[ASSIGNMENT]
Pick out each line of the records that includes the string "blue", and copy it.

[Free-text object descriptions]

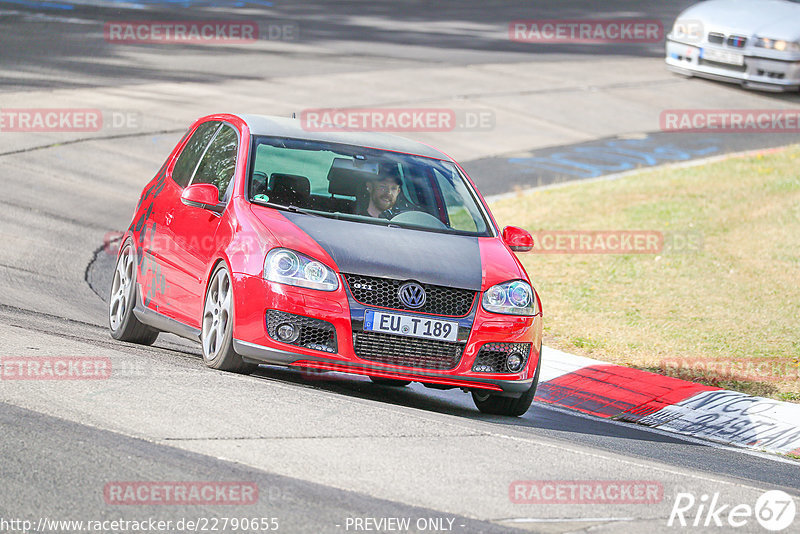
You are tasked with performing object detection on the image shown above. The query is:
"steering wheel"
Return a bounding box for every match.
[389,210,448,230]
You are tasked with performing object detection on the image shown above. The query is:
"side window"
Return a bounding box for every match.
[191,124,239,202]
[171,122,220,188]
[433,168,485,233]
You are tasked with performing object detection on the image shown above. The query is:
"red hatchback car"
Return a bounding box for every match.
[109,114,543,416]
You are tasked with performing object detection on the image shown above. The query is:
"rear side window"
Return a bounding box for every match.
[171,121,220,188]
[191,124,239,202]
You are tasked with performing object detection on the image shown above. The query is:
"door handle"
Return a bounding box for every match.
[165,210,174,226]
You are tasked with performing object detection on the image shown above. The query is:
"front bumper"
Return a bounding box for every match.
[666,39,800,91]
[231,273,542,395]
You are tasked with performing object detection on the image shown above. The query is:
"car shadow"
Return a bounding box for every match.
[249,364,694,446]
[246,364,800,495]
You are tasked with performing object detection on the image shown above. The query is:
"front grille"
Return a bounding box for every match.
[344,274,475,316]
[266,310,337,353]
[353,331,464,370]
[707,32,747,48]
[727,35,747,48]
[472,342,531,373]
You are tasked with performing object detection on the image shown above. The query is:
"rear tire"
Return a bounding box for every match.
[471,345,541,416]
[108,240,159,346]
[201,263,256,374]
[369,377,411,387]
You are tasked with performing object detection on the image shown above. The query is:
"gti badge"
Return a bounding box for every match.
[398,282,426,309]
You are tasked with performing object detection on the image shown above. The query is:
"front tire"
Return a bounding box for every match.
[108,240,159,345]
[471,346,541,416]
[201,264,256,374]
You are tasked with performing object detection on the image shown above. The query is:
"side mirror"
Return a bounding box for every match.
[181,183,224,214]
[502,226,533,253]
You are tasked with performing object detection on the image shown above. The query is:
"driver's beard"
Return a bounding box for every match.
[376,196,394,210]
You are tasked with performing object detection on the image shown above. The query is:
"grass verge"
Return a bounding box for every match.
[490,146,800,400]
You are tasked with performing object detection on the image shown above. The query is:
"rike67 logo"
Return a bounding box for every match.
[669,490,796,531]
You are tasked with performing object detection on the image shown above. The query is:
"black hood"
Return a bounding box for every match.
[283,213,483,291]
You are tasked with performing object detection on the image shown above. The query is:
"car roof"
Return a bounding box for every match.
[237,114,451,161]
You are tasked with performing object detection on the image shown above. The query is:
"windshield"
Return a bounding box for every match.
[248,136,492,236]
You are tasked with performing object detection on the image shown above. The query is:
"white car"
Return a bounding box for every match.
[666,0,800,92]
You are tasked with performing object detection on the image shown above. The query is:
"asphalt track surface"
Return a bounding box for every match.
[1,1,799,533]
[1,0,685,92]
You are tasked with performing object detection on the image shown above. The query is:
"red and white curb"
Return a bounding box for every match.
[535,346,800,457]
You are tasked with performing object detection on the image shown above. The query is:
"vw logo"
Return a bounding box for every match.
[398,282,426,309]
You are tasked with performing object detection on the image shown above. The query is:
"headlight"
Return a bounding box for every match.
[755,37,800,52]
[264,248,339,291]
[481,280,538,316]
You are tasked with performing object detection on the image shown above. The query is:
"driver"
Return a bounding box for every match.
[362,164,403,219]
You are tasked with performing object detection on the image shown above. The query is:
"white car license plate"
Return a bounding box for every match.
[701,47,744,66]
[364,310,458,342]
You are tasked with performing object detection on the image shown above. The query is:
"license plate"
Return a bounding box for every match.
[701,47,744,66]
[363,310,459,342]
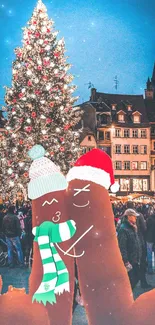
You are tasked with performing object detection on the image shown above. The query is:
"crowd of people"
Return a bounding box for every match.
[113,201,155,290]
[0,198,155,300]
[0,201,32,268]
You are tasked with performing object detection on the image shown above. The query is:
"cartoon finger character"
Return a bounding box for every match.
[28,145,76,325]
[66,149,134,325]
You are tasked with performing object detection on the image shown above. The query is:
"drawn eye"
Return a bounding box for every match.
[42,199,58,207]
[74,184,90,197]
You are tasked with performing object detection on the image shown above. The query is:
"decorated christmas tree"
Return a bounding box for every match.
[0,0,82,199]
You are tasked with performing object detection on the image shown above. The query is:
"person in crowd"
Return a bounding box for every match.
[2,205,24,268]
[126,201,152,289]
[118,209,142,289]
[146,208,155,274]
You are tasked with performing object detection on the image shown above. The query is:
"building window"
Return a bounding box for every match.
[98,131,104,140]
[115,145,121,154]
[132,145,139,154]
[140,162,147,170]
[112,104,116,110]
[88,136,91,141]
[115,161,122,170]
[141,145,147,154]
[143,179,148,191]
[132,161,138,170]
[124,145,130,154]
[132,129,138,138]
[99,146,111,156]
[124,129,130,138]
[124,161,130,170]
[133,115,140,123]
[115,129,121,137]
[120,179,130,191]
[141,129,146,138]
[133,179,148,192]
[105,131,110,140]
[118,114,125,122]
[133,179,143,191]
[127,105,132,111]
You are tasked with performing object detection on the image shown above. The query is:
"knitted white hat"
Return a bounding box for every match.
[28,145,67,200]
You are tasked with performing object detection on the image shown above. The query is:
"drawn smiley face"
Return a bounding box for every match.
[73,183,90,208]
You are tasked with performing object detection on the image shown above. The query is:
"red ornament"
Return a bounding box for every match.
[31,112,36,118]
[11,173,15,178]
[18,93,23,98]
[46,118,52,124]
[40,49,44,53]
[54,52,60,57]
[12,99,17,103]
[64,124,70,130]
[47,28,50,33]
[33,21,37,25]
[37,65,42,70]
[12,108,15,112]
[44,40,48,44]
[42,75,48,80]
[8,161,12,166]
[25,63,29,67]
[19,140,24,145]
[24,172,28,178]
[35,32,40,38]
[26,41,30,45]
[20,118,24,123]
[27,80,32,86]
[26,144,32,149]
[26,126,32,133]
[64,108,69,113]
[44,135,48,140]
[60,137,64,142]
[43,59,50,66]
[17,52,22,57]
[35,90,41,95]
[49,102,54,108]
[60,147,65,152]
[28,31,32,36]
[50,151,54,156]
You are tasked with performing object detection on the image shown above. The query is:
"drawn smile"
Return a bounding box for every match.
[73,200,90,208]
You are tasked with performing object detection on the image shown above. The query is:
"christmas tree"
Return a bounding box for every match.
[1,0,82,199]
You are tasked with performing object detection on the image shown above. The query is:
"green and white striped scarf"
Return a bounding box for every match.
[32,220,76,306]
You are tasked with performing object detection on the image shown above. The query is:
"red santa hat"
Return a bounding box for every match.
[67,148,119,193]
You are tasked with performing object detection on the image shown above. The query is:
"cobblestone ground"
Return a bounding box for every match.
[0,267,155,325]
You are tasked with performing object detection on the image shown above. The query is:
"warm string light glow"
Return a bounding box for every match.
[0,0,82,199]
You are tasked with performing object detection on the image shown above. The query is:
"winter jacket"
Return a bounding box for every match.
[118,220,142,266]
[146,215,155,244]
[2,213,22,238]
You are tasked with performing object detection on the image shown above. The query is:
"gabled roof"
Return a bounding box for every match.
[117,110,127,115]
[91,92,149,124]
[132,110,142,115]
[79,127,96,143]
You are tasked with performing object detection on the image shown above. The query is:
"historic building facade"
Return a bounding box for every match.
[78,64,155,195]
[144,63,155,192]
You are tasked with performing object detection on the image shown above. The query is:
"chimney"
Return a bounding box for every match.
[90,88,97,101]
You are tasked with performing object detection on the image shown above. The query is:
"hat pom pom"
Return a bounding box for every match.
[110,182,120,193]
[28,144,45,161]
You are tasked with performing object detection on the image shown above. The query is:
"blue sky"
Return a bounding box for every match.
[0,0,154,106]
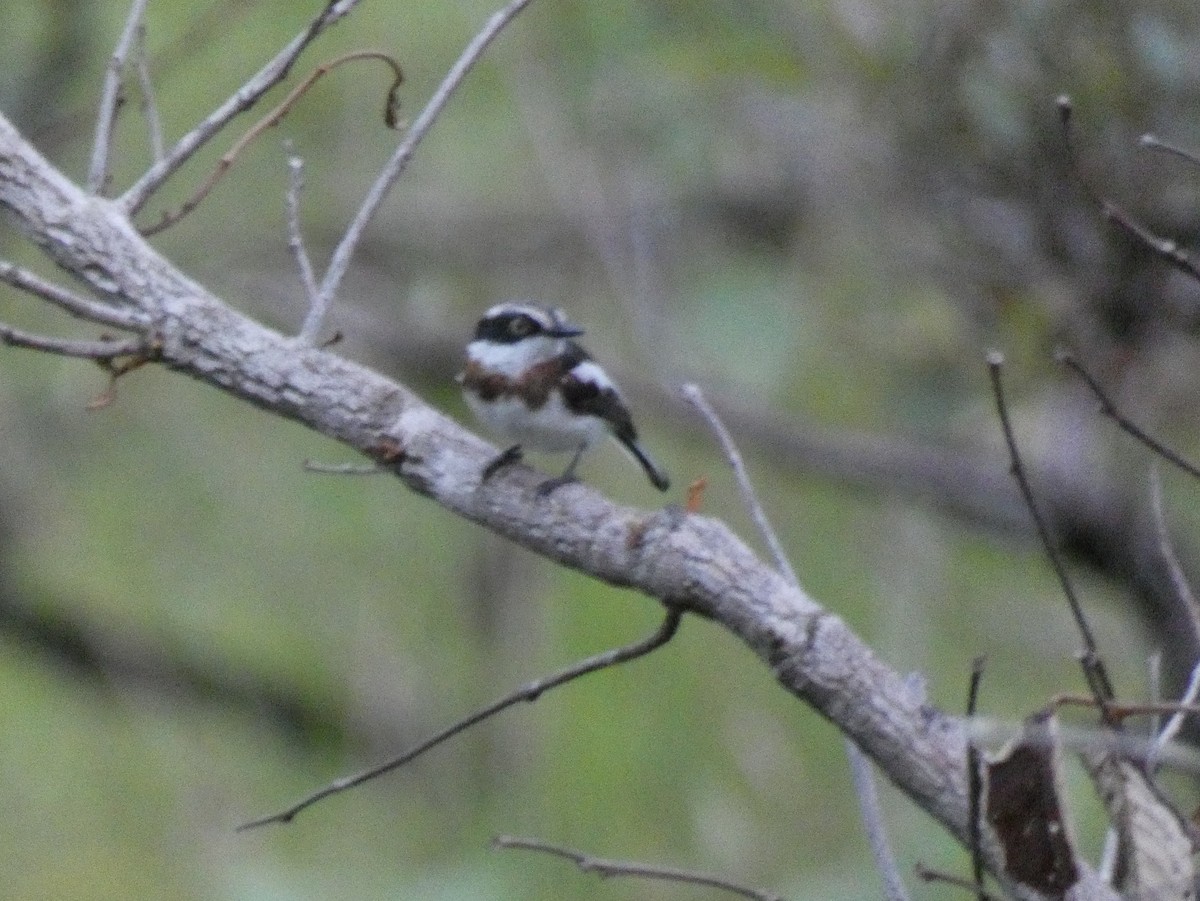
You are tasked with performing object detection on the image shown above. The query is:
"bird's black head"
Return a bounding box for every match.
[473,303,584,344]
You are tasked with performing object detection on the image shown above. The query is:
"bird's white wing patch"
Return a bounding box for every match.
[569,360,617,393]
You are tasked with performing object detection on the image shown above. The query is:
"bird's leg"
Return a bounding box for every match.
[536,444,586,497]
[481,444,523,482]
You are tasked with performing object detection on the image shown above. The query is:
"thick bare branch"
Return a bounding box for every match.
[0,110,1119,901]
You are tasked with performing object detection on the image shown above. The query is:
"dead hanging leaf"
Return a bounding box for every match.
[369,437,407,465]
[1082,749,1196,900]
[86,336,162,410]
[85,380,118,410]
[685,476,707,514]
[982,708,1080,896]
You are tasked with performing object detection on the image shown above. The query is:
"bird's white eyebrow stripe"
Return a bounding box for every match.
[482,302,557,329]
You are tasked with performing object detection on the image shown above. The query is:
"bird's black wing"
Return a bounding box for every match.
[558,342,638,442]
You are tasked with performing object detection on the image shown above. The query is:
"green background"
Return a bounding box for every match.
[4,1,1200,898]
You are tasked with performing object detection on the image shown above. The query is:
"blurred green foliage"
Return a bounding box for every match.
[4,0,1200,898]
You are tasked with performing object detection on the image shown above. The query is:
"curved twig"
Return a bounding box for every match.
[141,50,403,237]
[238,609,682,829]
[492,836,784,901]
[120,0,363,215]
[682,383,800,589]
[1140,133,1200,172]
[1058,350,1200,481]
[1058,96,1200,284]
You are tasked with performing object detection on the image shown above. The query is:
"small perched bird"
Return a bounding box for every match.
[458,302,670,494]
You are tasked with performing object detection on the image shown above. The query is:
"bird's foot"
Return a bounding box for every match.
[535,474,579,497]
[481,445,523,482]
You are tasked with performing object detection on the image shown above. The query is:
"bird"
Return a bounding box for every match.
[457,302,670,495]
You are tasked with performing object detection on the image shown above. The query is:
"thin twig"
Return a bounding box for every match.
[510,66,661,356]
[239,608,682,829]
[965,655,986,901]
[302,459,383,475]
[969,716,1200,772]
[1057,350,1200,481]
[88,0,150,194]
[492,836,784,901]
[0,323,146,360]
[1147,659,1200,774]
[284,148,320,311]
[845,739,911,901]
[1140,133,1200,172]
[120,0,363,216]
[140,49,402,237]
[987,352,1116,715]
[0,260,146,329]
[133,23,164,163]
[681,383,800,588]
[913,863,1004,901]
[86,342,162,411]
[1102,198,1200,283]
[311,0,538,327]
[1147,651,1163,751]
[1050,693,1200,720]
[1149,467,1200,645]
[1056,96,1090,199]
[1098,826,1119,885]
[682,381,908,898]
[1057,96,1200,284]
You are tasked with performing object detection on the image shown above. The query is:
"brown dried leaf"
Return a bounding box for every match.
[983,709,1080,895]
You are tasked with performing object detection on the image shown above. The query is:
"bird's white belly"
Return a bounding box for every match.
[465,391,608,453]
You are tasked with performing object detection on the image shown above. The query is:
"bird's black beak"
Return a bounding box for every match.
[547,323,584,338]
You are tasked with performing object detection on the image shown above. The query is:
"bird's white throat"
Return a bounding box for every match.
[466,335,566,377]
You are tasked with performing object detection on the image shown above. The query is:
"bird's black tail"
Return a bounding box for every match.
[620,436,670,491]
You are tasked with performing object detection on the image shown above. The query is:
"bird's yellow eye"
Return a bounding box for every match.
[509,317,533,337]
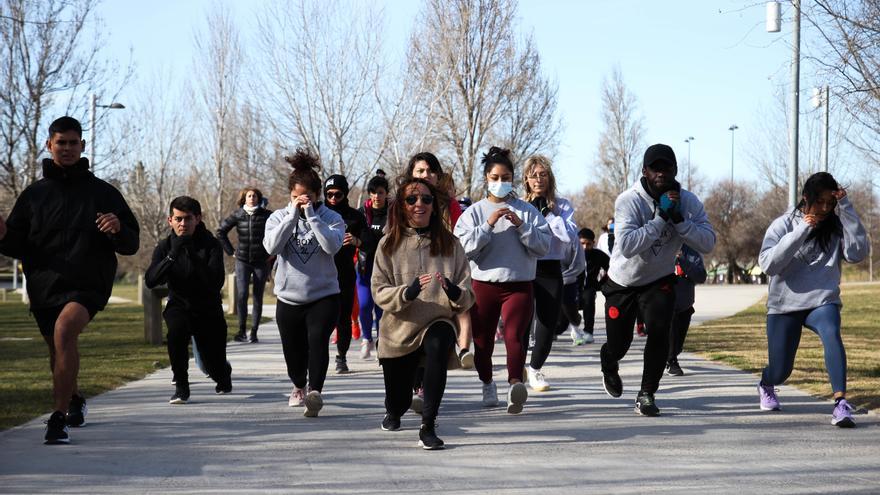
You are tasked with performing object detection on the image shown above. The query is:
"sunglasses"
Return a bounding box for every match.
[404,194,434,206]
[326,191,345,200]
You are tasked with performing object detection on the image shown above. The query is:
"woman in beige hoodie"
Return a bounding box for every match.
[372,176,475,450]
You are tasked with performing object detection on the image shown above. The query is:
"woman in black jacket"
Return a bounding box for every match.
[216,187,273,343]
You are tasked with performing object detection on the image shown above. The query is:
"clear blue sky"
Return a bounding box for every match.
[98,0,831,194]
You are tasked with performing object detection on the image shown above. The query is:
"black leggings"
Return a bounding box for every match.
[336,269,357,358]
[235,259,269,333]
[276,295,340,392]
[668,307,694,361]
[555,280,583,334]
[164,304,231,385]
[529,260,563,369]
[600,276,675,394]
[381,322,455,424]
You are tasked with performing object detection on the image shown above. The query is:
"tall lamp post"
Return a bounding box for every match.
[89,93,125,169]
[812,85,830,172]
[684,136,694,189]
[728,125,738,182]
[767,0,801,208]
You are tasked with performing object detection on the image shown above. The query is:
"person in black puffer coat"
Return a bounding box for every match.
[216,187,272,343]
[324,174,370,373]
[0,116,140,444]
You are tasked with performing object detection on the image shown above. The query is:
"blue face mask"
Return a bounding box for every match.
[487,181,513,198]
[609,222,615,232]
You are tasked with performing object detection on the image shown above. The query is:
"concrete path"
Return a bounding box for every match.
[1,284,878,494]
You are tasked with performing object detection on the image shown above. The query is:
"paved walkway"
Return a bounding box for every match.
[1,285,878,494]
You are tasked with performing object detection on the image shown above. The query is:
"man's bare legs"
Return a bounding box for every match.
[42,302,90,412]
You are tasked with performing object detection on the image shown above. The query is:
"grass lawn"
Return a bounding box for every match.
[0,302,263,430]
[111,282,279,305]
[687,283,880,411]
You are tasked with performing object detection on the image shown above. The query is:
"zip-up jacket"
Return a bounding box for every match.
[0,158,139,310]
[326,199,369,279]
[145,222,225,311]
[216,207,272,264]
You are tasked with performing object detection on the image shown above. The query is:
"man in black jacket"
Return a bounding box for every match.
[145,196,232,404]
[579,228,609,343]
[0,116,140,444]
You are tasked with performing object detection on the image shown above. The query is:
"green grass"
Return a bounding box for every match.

[SOLUTION FOR THIS TASK]
"blue sky"
"clear blue sky"
"blue face mask"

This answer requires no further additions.